Gösterilen veriler:
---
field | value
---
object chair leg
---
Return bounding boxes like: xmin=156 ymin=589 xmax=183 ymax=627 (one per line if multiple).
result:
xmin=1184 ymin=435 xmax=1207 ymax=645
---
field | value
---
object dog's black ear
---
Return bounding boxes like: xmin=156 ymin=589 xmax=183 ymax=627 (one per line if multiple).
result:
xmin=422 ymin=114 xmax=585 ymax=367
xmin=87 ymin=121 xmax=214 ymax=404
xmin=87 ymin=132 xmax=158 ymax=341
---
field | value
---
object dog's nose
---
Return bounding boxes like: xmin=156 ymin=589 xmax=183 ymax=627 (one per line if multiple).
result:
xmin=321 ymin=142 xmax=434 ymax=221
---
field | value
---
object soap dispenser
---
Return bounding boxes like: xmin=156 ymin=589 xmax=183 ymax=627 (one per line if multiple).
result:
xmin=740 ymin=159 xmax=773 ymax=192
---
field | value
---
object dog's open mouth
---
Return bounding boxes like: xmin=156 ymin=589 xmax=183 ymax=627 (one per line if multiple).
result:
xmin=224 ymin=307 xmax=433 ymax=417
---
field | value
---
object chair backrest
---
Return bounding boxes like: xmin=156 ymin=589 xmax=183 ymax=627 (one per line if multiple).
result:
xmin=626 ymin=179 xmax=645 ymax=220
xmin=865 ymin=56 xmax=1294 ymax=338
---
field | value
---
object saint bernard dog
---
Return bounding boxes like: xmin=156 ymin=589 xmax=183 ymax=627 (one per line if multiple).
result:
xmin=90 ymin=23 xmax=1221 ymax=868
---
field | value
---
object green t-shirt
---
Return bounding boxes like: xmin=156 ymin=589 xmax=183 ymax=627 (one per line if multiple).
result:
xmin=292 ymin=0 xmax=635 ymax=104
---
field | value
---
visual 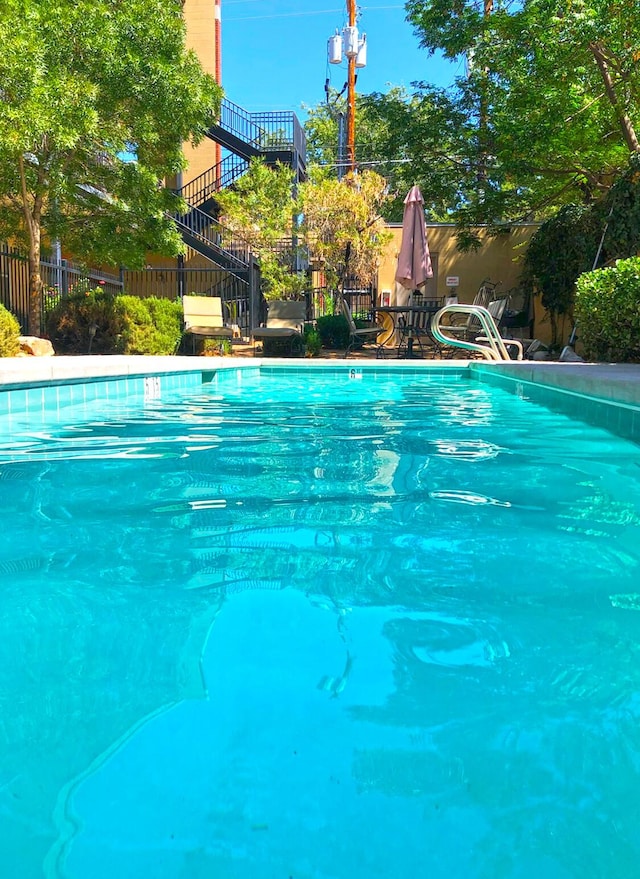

Kısa problem: Verilerin başından başlayıp "xmin=321 ymin=142 xmax=434 ymax=221" geçen satıra kadar (o satır da dahil) giden satırları düzenleyerek, "result" yerine "output" yazıp başka hiçbir şeyi değiştirmeden yalnızca bu satırları yeniden verir misin?

Yazılı yanıt:
---
field | value
---
object chair leg
---
Return bounding boxes like: xmin=156 ymin=589 xmax=183 ymax=627 (one per line if multiple).
output:
xmin=1184 ymin=435 xmax=1207 ymax=645
---
field | value
---
object dog's black ear
---
Return bounding boxes like: xmin=156 ymin=589 xmax=183 ymax=627 (one per line if multiple).
output:
xmin=422 ymin=114 xmax=585 ymax=367
xmin=87 ymin=121 xmax=214 ymax=404
xmin=87 ymin=132 xmax=158 ymax=341
---
field | value
---
object dog's nose
---
Return bounding boxes like: xmin=156 ymin=589 xmax=183 ymax=627 (one per line if multiple).
output:
xmin=321 ymin=142 xmax=434 ymax=221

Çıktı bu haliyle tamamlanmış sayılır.